WHAT THIS TASK INVOLVES:
Can you revise the rows below so that every "Box output" reads "Predicted boxes", with nothing else changed? Omit the pictures from your answer.

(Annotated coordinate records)

::::

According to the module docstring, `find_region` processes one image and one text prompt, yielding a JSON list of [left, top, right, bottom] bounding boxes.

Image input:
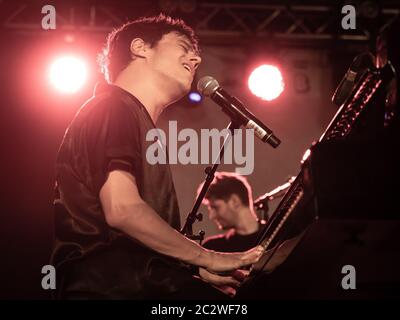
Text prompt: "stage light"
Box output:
[[49, 56, 87, 93], [189, 92, 201, 103], [248, 64, 285, 101]]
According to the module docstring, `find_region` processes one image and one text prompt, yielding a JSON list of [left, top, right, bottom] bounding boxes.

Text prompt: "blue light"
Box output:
[[189, 92, 201, 103]]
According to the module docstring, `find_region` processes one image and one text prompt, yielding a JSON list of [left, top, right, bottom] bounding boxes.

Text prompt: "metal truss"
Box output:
[[0, 0, 400, 43]]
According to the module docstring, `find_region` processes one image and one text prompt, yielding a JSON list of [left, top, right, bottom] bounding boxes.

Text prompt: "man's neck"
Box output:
[[235, 207, 259, 235], [113, 67, 172, 123]]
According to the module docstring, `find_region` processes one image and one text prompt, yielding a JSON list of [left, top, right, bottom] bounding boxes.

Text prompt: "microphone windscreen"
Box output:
[[197, 76, 219, 97]]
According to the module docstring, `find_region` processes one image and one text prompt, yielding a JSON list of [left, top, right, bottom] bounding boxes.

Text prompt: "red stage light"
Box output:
[[49, 56, 87, 93], [248, 64, 285, 101]]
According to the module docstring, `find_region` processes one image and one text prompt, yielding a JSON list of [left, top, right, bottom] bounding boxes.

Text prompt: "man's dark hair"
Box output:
[[99, 14, 199, 82], [199, 172, 253, 207]]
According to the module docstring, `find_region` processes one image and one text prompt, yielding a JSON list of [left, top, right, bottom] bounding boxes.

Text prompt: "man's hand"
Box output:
[[199, 268, 249, 297], [205, 246, 264, 273]]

::::

RESPONSE TO THE TASK:
According to the module docstring, `find_region` processes one image and one text prompt, yielding a JSON list of [left, top, right, bottom] bounding boxes.

Image input:
Text prompt: "stage light"
Predicted boxes:
[[49, 56, 87, 93], [189, 92, 201, 103], [248, 64, 285, 101]]
According to the module docstring, `find_region` processes one image and one text prompt, yielding a JSON list of [left, top, right, bottom] bounding boxes.

Text prompt: "blue light"
Predicted boxes:
[[189, 92, 201, 103]]
According to the module docstring, `find_region` processes one image and one text prompt, yielding a JSON list of [left, top, right, bottom] bounding boxes.

Text prompt: "metal truss"
Predicted boxes:
[[0, 0, 400, 43]]
According to the module docstring, `find_region` processes one image and one text prompt, yielding a JSON list of [left, top, right, bottom] bounding boxes.

Text prompt: "man's neck"
Predicted boxes:
[[235, 207, 259, 235], [113, 67, 172, 123]]
According to the module docstring, `find_region` processes one image and one text prompt, yielding a JSON list of [left, top, right, bottom] bounding boxes.

Text prompt: "microphone windscreen"
Predicted boxes:
[[197, 76, 219, 97]]
According to the module docstring, `find_region` processes one image and one text prompt, yielding a JSON list of [left, top, right, bottom] bounding boxes.

Text prompt: "red stage light"
Predicted boxes:
[[49, 56, 87, 93], [248, 64, 285, 101]]
According to the module docstring, `find_region` processes one image and one text prompt, yielding a JSON list of [left, top, right, bottom] bounding boxes.

Text prompt: "man's dark hair"
Predicted boxes:
[[99, 14, 199, 82], [199, 172, 253, 207]]
According to the module docstring, `find_region` processes one image and one text prompt, yielding a JSON list of [left, top, right, bottom] bounding boxes.

Text prompt: "man's hand"
Predicted boxes:
[[199, 268, 249, 297], [205, 246, 264, 273]]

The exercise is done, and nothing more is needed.